**EXERCISE BRIEF:**
Every entry should be repeated exactly as written.

==== THE RECORDS

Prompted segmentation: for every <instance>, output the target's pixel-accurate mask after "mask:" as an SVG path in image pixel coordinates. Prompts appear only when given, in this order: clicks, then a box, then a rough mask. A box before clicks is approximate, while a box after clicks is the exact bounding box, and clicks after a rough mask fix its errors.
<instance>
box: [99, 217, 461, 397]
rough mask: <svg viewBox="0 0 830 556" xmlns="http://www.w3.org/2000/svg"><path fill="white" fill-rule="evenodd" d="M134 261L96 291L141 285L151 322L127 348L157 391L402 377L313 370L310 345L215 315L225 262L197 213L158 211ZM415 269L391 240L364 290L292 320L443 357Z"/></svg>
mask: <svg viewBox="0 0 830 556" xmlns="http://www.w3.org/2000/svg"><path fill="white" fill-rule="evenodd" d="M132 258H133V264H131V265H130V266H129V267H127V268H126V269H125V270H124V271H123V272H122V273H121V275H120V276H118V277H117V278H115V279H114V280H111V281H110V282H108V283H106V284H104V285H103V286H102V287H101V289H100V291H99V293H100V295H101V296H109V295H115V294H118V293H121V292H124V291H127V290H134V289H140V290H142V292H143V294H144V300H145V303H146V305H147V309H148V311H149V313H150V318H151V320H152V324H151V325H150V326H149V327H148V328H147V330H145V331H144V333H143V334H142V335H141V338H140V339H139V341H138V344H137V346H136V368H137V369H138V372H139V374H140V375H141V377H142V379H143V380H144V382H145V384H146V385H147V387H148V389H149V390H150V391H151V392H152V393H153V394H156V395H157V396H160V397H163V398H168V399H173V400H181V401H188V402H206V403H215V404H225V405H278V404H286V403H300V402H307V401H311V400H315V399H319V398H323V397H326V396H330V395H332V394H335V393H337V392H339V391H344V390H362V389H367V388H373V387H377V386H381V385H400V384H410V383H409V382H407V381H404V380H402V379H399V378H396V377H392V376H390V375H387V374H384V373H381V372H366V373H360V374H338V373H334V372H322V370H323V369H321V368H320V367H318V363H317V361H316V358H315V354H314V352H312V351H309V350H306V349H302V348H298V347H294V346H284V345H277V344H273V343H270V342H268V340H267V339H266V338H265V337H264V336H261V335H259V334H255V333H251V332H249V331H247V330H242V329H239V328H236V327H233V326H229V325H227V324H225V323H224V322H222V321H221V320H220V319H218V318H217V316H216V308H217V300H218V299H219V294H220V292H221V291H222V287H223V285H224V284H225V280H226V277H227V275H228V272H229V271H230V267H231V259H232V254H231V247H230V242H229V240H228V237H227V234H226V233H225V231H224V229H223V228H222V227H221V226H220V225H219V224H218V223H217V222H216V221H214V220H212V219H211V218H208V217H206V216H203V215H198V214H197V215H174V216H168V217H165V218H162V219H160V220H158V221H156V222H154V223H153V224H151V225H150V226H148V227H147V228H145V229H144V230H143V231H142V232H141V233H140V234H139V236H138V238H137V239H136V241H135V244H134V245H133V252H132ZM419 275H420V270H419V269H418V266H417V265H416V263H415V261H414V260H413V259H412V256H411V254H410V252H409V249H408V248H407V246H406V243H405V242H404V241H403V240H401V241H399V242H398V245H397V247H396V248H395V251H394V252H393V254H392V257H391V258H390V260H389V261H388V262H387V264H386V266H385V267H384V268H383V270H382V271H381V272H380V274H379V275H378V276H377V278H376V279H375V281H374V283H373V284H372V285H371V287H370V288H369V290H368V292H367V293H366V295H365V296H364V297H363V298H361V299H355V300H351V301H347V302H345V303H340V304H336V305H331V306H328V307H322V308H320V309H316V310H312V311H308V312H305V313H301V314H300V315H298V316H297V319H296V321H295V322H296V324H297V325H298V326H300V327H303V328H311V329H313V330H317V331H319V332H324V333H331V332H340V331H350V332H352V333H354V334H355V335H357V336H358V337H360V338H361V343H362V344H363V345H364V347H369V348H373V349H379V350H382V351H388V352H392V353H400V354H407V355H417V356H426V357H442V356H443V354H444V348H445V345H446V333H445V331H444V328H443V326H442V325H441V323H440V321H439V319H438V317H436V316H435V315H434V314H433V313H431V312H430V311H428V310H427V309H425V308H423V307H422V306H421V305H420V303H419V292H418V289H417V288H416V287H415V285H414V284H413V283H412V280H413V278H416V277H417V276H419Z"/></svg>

========

**SOLUTION:**
Prompted segmentation: for every <instance>, output the target's pixel-accurate mask after "mask:" as an SVG path in image pixel coordinates. Prompts appear only when given, in this order: clicks, then a box, then a rough mask. A box before clicks is approximate, while a box after clicks is the exact bounding box, and clicks after a rough mask fix its errors.
<instance>
box: [99, 217, 461, 397]
rough mask: <svg viewBox="0 0 830 556" xmlns="http://www.w3.org/2000/svg"><path fill="white" fill-rule="evenodd" d="M134 261L96 291L141 285L151 322L127 348L157 391L402 377L313 370L310 345L215 315L225 262L197 213L158 211ZM415 269L391 240L364 290L292 320L443 357Z"/></svg>
mask: <svg viewBox="0 0 830 556" xmlns="http://www.w3.org/2000/svg"><path fill="white" fill-rule="evenodd" d="M132 258H133V264H131V265H130V266H129V267H127V268H126V269H125V270H124V271H123V272H122V273H121V275H120V276H118V277H117V278H115V279H114V280H111V281H110V282H108V283H106V284H104V285H103V286H102V287H101V289H100V291H99V293H100V295H101V296H109V295H115V294H118V293H121V292H124V291H127V290H134V289H140V290H142V292H143V294H144V300H145V303H146V305H147V309H148V311H149V313H150V318H151V320H152V324H151V325H150V326H149V327H148V328H147V330H145V331H144V333H143V334H142V335H141V338H140V339H139V341H138V344H137V346H136V368H137V369H138V372H139V374H140V375H141V377H142V379H143V380H144V382H145V384H146V385H147V387H148V389H149V390H150V391H151V392H152V393H153V394H156V395H157V396H160V397H163V398H168V399H173V400H181V401H188V402H206V403H215V404H225V405H278V404H286V403H300V402H307V401H311V400H315V399H319V398H323V397H326V396H330V395H332V394H335V393H337V392H339V391H344V390H362V389H367V388H373V387H377V386H381V385H400V384H410V383H409V382H407V381H404V380H402V379H399V378H396V377H392V376H390V375H387V374H384V373H381V372H366V373H360V374H338V373H334V372H322V370H323V369H321V368H320V367H318V363H317V361H316V358H315V354H314V352H312V351H309V350H306V349H302V348H298V347H294V346H284V345H277V344H273V343H270V342H268V340H267V339H266V338H265V337H264V336H261V335H259V334H255V333H251V332H249V331H247V330H242V329H239V328H236V327H233V326H229V325H227V324H225V323H224V322H222V321H221V320H220V319H218V318H217V316H216V308H217V300H218V299H219V294H220V292H221V291H222V287H223V285H224V284H225V280H226V277H227V275H228V272H229V271H230V267H231V259H232V254H231V247H230V242H229V240H228V237H227V234H226V233H225V231H224V229H223V228H222V227H221V226H220V225H219V224H218V223H217V222H216V221H214V220H212V219H211V218H208V217H206V216H203V215H198V214H197V215H174V216H168V217H165V218H162V219H160V220H158V221H156V222H154V223H153V224H151V225H150V226H148V227H147V228H145V229H144V230H143V231H142V232H141V233H140V234H139V236H138V238H137V239H136V241H135V244H134V245H133V252H132ZM419 275H420V270H419V269H418V266H417V265H416V263H415V261H414V260H413V259H412V256H411V254H410V252H409V249H408V248H407V246H406V243H405V242H404V241H403V240H401V241H399V242H398V245H397V247H396V248H395V251H394V252H393V254H392V257H391V258H390V260H389V261H388V262H387V264H386V266H385V267H384V268H383V270H382V271H381V272H380V274H379V275H378V276H377V278H376V279H375V281H374V283H373V284H372V285H371V287H370V288H369V290H368V292H367V293H366V295H365V296H364V297H363V298H361V299H355V300H351V301H347V302H345V303H340V304H336V305H331V306H328V307H322V308H320V309H316V310H312V311H308V312H305V313H301V314H300V315H298V316H297V319H296V321H295V322H296V324H297V325H298V326H300V327H303V328H311V329H313V330H317V331H319V332H324V333H331V332H340V331H350V332H352V333H354V334H355V335H357V336H358V337H360V338H361V343H362V344H363V345H364V347H369V348H373V349H379V350H382V351H388V352H392V353H400V354H407V355H417V356H426V357H442V356H443V354H444V348H445V345H446V333H445V331H444V328H443V326H442V325H441V323H440V321H439V319H438V317H436V316H435V315H434V314H433V313H431V312H430V311H428V310H427V309H425V308H423V307H422V306H421V305H420V303H419V292H418V289H417V288H416V287H415V285H414V284H413V283H412V280H413V278H416V277H417V276H419Z"/></svg>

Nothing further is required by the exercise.